:: Entries shown ::
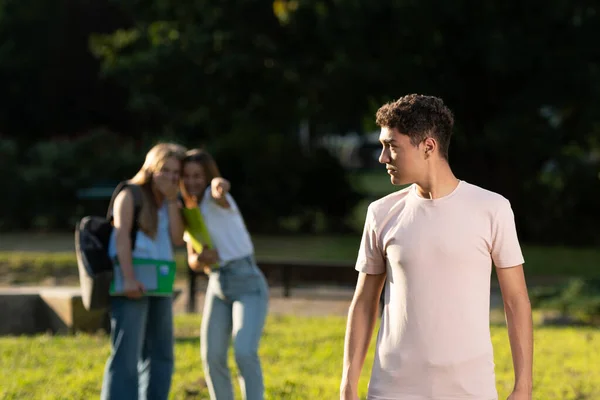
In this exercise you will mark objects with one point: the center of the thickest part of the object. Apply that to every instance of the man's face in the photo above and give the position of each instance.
(404, 162)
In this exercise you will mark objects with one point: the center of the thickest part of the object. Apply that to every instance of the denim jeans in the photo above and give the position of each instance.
(235, 306)
(141, 362)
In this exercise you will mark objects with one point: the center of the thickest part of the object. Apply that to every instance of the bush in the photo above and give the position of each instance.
(45, 177)
(273, 181)
(280, 188)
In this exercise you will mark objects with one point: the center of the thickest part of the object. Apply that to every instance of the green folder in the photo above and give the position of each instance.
(157, 276)
(197, 231)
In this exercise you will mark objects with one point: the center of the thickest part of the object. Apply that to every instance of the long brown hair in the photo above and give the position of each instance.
(155, 159)
(206, 161)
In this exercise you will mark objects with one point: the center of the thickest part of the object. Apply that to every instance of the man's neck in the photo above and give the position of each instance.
(439, 182)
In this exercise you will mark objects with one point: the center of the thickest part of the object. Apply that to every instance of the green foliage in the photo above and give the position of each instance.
(46, 176)
(40, 261)
(578, 297)
(301, 356)
(273, 180)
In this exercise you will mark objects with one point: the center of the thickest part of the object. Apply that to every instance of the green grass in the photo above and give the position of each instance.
(28, 265)
(301, 359)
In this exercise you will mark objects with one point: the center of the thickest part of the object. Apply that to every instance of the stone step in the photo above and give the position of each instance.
(57, 310)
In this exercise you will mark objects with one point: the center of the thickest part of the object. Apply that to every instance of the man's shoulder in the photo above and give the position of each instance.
(385, 204)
:::
> **Written task**
Begin at the line that has "of the stone" and stop after the last line of the data. Rewrite every line in that span, offsetting both coordinates of each answer point by adding 34 and leaving all other lines unchanged.

> **Output for this task**
In this exercise you will mark objects with one point: the center of the thickest part of the object. Apply that to every instance of the stone step in the photo above and give the position of each instance.
(91, 344)
In this exercise you will mark objects with one point: the center of the thickest part of the object. Apply that to every instance of the man's shoulder in the photo above and give the position of each instance.
(419, 238)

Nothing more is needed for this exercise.